Exercise requirements >>
Please duplicate the part of the forum thread below on prerender and nginx caching, starting at "I did it using" and ending at "is maybe incongruous.", without changing a word.

Document passage >>
● ● ● ●
I did it using the package. But I think doing it on the nginx level might
be more efficient. Both work though

piaf666 · January 5, 2017, 3:03pm

Hi, old post, but interesting.
I want to cache static html pages generated by prerender by using nginx file caching solution (not S3 or redis solutions including with prerender.io plugin). And this only for bots user-agent (if ($prerender = 1) …) . I understand you did it. So how did you configure Nginx ? Any example ?
I’m beginer so my question is maybe incongruous.
thx !

gurjitmehta · September 11, 2017, 3:56pm

Hey guys, I know this is an old post but anyone here able to guide. I was reading on the google official docs that Ajax crawling has been deprecated as of oct 2015 https://developers.google.com/webmasters/ajax-crawling/docs/specification

So does it affects the meteor.js package for prerender.io(dfischer one). How we are supposed to specify the prerender.io service now ?
● ● ● ●
Provided data >>
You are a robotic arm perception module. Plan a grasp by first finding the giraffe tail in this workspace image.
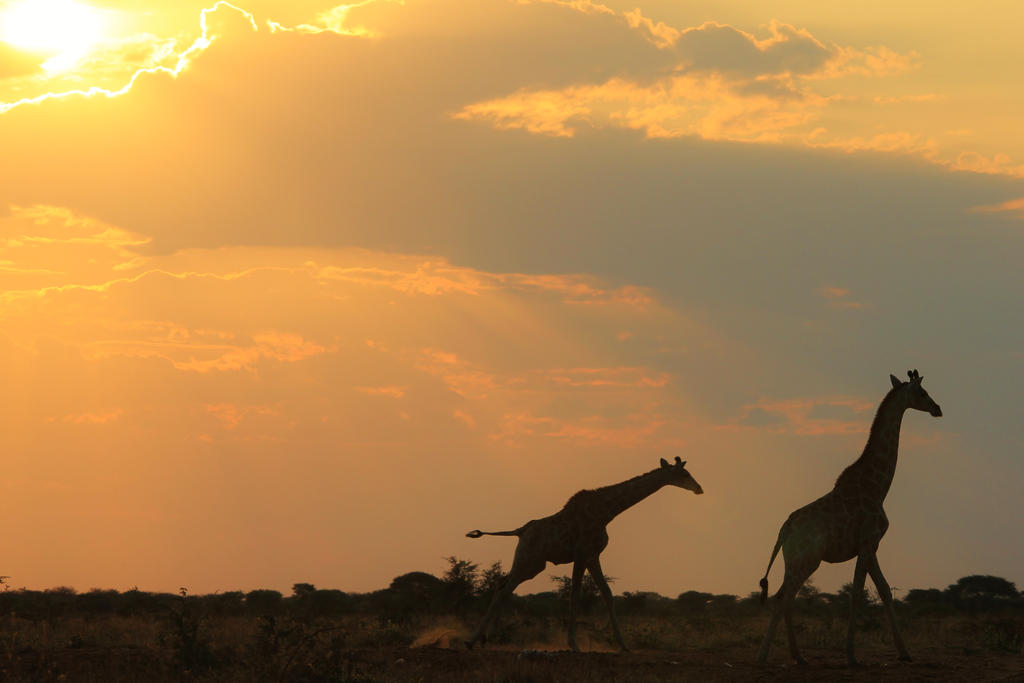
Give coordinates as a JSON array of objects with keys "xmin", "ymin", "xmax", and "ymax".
● ● ● ●
Response >>
I did it using the package. But I think doing it on the nginx level might
be more efficient. Both work though

piaf666 · January 5, 2017, 3:03pm

Hi, old post, but interesting.
I want to cache static html pages generated by prerender by using nginx file caching solution (not S3 or redis solutions including with prerender.io plugin). And this only for bots user-agent (if ($prerender = 1) …) . I understand you did it. So how did you configure Nginx ? Any example ?
I’m beginer so my question is maybe incongruous.